• **EXCERPTED DATA**:
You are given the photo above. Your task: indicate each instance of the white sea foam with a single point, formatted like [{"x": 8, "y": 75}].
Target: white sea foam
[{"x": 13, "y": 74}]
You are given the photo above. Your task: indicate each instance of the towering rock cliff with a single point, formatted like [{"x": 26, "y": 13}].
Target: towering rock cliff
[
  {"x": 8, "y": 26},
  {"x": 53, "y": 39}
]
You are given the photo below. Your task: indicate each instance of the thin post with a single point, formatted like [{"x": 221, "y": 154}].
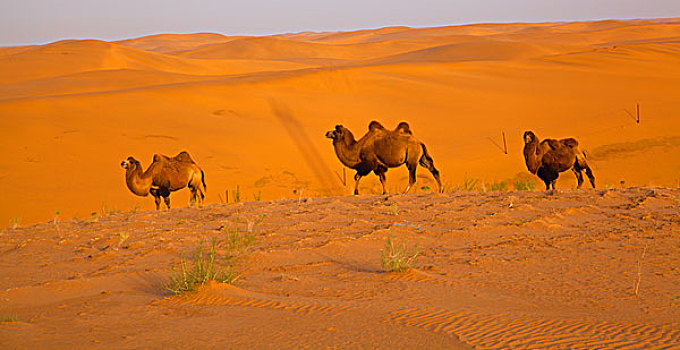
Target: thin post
[{"x": 505, "y": 145}]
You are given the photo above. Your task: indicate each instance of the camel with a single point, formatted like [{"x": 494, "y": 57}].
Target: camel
[
  {"x": 165, "y": 175},
  {"x": 381, "y": 149},
  {"x": 549, "y": 157}
]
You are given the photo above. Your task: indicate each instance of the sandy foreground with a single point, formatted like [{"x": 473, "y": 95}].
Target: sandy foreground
[
  {"x": 84, "y": 262},
  {"x": 252, "y": 111},
  {"x": 497, "y": 270}
]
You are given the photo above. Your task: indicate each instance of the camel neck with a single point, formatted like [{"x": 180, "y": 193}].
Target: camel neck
[
  {"x": 347, "y": 150},
  {"x": 531, "y": 156},
  {"x": 138, "y": 182}
]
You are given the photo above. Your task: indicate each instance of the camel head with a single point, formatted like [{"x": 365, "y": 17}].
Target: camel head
[
  {"x": 129, "y": 163},
  {"x": 339, "y": 132},
  {"x": 529, "y": 137}
]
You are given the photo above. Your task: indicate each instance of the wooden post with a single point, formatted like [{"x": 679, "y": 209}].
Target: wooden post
[{"x": 505, "y": 145}]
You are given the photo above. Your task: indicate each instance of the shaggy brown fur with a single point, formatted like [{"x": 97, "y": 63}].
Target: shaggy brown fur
[
  {"x": 381, "y": 149},
  {"x": 549, "y": 157},
  {"x": 165, "y": 175}
]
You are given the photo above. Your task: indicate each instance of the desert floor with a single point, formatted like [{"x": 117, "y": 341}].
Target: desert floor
[
  {"x": 84, "y": 262},
  {"x": 253, "y": 111},
  {"x": 496, "y": 270}
]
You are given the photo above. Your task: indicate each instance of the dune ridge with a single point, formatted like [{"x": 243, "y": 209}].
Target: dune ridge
[
  {"x": 211, "y": 95},
  {"x": 490, "y": 274}
]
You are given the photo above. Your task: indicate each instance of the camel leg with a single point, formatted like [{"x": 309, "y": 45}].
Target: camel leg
[
  {"x": 357, "y": 177},
  {"x": 579, "y": 176},
  {"x": 194, "y": 197},
  {"x": 590, "y": 175},
  {"x": 156, "y": 198},
  {"x": 428, "y": 164},
  {"x": 383, "y": 179},
  {"x": 411, "y": 177}
]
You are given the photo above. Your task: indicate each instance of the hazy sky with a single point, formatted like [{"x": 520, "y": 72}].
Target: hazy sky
[{"x": 41, "y": 21}]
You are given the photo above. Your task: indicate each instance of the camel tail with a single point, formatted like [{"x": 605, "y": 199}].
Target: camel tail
[
  {"x": 205, "y": 188},
  {"x": 427, "y": 162}
]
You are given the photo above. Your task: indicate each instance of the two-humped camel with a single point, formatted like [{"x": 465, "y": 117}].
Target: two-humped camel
[
  {"x": 549, "y": 157},
  {"x": 381, "y": 149},
  {"x": 165, "y": 175}
]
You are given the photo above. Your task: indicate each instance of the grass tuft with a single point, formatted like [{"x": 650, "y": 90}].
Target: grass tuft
[
  {"x": 14, "y": 222},
  {"x": 524, "y": 184},
  {"x": 199, "y": 270},
  {"x": 10, "y": 318},
  {"x": 396, "y": 257},
  {"x": 238, "y": 240}
]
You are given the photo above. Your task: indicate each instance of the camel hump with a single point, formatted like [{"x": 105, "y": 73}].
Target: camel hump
[
  {"x": 159, "y": 157},
  {"x": 375, "y": 125},
  {"x": 403, "y": 127},
  {"x": 554, "y": 144},
  {"x": 570, "y": 142},
  {"x": 184, "y": 157}
]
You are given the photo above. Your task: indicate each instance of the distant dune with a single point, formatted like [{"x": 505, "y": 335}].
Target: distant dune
[{"x": 70, "y": 111}]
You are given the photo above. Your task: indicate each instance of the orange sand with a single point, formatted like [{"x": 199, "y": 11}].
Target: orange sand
[
  {"x": 497, "y": 271},
  {"x": 253, "y": 111}
]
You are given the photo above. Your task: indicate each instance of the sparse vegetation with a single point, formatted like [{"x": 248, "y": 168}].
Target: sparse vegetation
[
  {"x": 524, "y": 184},
  {"x": 134, "y": 209},
  {"x": 106, "y": 210},
  {"x": 10, "y": 318},
  {"x": 237, "y": 194},
  {"x": 237, "y": 240},
  {"x": 93, "y": 218},
  {"x": 14, "y": 222},
  {"x": 199, "y": 270},
  {"x": 468, "y": 184},
  {"x": 499, "y": 186},
  {"x": 397, "y": 257},
  {"x": 122, "y": 237},
  {"x": 393, "y": 209}
]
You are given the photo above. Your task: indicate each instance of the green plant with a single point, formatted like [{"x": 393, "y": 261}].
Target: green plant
[
  {"x": 524, "y": 185},
  {"x": 201, "y": 269},
  {"x": 14, "y": 222},
  {"x": 10, "y": 318},
  {"x": 106, "y": 210},
  {"x": 134, "y": 209},
  {"x": 93, "y": 218},
  {"x": 468, "y": 184},
  {"x": 122, "y": 237},
  {"x": 397, "y": 258},
  {"x": 238, "y": 241},
  {"x": 393, "y": 209},
  {"x": 499, "y": 186},
  {"x": 237, "y": 194}
]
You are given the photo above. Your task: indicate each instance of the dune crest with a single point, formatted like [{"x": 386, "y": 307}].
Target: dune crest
[{"x": 461, "y": 87}]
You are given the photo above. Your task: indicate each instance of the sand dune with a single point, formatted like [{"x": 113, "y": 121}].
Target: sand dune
[
  {"x": 214, "y": 98},
  {"x": 460, "y": 87},
  {"x": 497, "y": 271}
]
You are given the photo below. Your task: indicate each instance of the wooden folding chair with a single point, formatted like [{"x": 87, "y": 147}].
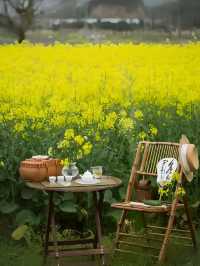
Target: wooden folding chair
[{"x": 147, "y": 156}]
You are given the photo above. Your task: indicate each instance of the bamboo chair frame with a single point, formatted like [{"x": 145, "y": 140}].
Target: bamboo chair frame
[{"x": 147, "y": 156}]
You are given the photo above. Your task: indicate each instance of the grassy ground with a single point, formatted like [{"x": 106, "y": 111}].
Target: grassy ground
[
  {"x": 18, "y": 254},
  {"x": 98, "y": 36}
]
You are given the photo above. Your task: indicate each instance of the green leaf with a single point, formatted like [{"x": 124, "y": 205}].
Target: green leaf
[
  {"x": 27, "y": 193},
  {"x": 108, "y": 195},
  {"x": 68, "y": 196},
  {"x": 19, "y": 232},
  {"x": 68, "y": 206},
  {"x": 27, "y": 216},
  {"x": 7, "y": 208}
]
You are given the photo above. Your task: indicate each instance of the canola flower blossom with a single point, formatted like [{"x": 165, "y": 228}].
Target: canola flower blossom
[{"x": 87, "y": 91}]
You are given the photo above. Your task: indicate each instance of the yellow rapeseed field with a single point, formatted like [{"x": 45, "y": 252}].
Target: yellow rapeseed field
[{"x": 93, "y": 86}]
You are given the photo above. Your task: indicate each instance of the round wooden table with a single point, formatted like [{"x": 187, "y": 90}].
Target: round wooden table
[{"x": 106, "y": 182}]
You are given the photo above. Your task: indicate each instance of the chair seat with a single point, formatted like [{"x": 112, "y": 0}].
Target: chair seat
[{"x": 139, "y": 206}]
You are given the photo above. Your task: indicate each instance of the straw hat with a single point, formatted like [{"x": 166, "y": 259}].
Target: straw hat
[{"x": 188, "y": 157}]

• **AIM OF THE TASK**: From the line containing "of the yellow" to the last line of the material, please quote every line exactly and only those.

• **ANSWER TO THE PROBLEM**:
You are given the photo above. Your task: indicate each instance of the yellow rapeseed field with a single point, formatted like [{"x": 45, "y": 252}].
Target: yellow rapeseed field
[{"x": 93, "y": 86}]
You are given the photo above. Your task: indicate each instance of the round wooden table with a single point, formatted like [{"x": 187, "y": 90}].
Target: round wooden table
[{"x": 106, "y": 182}]
You are given the photo above. Your task: indicate each instance of the chair seat with a single point, formatted like [{"x": 112, "y": 0}].
Target: chair seat
[{"x": 139, "y": 206}]
You are given the photo above. Your task: indicate each instance of the straw hat with a single point, formatted like [{"x": 166, "y": 259}].
Target: straw hat
[{"x": 188, "y": 157}]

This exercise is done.